[Dataset entries]
***

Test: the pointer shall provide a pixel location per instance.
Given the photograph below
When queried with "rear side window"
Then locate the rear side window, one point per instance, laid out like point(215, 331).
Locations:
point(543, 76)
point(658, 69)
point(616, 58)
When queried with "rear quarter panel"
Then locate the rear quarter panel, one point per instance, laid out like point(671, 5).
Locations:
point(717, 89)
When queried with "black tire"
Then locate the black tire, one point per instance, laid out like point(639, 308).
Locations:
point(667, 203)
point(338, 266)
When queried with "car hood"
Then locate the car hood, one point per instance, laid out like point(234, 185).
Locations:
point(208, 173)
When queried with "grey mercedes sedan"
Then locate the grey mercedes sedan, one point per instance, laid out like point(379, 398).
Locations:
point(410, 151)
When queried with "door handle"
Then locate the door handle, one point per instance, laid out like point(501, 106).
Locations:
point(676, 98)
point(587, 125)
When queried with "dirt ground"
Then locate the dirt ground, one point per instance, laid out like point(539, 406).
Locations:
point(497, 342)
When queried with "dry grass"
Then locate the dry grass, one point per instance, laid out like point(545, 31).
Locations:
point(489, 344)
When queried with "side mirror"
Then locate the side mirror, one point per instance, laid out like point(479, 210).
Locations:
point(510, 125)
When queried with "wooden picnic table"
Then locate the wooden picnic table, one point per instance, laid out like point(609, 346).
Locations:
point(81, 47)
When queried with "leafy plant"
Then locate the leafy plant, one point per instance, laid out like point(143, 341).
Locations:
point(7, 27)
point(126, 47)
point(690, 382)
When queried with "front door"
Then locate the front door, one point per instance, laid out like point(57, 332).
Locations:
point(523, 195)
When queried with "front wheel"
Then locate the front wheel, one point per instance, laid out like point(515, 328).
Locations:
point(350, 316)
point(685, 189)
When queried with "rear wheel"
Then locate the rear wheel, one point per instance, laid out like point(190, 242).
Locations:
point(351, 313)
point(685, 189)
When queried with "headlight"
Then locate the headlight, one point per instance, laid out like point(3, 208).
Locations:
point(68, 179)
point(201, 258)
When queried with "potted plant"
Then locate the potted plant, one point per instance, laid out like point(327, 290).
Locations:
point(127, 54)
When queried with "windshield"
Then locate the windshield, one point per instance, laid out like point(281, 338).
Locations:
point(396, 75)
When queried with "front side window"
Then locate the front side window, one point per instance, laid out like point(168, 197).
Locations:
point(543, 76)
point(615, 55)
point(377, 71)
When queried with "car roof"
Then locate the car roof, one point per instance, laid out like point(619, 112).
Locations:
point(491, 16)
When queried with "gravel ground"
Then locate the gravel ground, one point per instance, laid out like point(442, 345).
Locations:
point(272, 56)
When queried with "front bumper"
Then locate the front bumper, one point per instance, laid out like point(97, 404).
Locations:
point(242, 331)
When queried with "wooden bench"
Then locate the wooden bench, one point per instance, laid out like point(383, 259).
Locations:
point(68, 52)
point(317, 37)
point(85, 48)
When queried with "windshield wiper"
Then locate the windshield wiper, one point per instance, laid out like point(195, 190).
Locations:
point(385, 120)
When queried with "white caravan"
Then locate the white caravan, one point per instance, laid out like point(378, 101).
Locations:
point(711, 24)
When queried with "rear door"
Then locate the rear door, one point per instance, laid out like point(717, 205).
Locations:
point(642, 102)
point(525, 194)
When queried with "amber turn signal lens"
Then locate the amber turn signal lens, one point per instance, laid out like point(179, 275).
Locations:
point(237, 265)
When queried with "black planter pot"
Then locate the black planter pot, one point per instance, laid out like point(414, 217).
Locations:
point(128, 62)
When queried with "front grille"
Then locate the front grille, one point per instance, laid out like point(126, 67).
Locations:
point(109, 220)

***

__EXERCISE__. Look over the records above and filter for each line with the word "panel".

__SOLUTION TO THIS TASK__.
When queried with "rear quarter panel"
Then locate the rear quarter panel, one point per instance, laid out like point(671, 5).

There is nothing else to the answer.